▶

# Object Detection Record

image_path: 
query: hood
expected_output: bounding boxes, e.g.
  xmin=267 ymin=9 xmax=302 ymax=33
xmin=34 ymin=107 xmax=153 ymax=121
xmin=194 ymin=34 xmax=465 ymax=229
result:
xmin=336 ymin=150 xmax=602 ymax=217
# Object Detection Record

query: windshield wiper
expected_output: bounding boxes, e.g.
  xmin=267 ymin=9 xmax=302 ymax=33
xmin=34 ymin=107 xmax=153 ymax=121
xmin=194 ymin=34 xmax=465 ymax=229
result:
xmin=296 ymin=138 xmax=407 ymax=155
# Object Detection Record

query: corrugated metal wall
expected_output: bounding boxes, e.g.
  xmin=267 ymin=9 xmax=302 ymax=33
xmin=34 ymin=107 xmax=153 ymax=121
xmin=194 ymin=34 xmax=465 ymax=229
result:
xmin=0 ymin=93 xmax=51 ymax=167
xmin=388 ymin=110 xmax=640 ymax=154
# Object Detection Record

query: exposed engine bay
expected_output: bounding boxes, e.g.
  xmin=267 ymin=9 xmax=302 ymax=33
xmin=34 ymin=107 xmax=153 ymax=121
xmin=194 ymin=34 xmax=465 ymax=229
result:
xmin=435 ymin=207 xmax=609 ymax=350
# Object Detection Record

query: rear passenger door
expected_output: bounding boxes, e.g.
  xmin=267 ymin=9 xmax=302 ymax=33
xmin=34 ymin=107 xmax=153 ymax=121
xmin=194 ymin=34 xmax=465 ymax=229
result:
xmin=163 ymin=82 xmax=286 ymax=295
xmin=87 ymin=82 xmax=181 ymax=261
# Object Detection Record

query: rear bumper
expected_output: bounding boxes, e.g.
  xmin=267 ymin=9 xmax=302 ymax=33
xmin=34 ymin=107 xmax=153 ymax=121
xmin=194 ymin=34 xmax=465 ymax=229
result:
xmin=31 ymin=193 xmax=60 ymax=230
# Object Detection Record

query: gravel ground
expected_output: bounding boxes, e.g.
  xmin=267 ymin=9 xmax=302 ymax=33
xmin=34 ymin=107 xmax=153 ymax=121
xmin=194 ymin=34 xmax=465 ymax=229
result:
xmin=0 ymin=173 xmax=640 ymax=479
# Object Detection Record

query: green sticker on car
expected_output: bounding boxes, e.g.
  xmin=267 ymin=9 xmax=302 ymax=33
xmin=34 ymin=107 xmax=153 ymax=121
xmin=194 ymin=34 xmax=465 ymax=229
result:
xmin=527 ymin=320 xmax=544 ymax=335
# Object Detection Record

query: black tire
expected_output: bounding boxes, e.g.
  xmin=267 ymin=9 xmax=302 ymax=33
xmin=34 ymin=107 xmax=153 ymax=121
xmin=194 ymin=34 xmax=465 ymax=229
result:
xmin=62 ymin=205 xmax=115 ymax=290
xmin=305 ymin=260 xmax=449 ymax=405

◀

■ WHAT NEEDS TO BE DONE
Convert the stretch from the start of the rows above through the line that contains "xmin=388 ymin=110 xmax=640 ymax=154" into a JSON list of strings, with one string per line and blank lines omitted.

■ EXERCISE RESPONSE
[
  "# Object Detection Record",
  "image_path: ",
  "query: hood",
  "expected_output: bounding boxes, e.g.",
  "  xmin=267 ymin=9 xmax=302 ymax=33",
  "xmin=34 ymin=107 xmax=153 ymax=121",
  "xmin=194 ymin=34 xmax=465 ymax=229",
  "result:",
  "xmin=336 ymin=150 xmax=602 ymax=217",
  "# Object Detection Record",
  "query: windshield wiper",
  "expected_output: bounding boxes, e.g.",
  "  xmin=267 ymin=9 xmax=302 ymax=33",
  "xmin=34 ymin=107 xmax=153 ymax=121",
  "xmin=194 ymin=34 xmax=465 ymax=229",
  "result:",
  "xmin=296 ymin=138 xmax=407 ymax=155",
  "# Object Detection Record",
  "query: corrugated metal wall",
  "expected_output: bounding boxes, e.g.",
  "  xmin=267 ymin=9 xmax=302 ymax=33",
  "xmin=34 ymin=107 xmax=153 ymax=121",
  "xmin=194 ymin=34 xmax=465 ymax=229",
  "result:",
  "xmin=0 ymin=93 xmax=51 ymax=167",
  "xmin=388 ymin=110 xmax=640 ymax=154"
]